### [Given exercise]
Identify each line below that contains the word "dusty", and copy every such line in full.

### [Records shown]
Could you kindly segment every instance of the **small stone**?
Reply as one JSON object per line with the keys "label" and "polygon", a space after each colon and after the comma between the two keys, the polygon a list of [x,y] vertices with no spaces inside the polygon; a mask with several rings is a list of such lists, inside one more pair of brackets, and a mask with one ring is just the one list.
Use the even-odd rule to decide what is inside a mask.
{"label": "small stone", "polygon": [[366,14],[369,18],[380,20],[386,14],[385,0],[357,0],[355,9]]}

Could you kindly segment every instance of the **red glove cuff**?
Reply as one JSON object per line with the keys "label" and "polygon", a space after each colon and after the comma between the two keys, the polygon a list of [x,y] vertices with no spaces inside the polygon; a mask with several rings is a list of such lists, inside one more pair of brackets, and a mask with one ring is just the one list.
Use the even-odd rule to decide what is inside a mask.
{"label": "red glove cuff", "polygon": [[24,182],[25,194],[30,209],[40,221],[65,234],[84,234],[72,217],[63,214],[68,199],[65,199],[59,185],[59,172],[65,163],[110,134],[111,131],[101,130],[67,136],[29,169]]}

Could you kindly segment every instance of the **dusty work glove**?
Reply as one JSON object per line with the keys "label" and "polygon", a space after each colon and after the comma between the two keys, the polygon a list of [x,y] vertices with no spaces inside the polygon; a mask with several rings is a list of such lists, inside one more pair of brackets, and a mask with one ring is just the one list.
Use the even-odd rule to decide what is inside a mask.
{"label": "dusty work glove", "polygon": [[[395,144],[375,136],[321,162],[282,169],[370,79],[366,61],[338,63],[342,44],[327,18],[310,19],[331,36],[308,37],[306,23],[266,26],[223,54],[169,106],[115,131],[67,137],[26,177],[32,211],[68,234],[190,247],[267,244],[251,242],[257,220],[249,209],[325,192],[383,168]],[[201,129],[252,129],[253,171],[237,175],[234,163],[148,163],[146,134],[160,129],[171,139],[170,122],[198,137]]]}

### [Final answer]
Could you kindly segment every instance of the **dusty work glove**?
{"label": "dusty work glove", "polygon": [[[395,144],[375,136],[321,162],[282,169],[370,79],[366,61],[338,63],[342,44],[327,18],[310,19],[331,36],[308,37],[306,23],[266,26],[223,54],[169,106],[115,131],[67,137],[26,177],[32,211],[68,234],[190,247],[267,244],[251,242],[257,220],[249,209],[325,192],[383,168]],[[201,129],[252,129],[253,171],[237,175],[234,163],[148,163],[146,134],[160,129],[171,139],[170,122],[198,137]]]}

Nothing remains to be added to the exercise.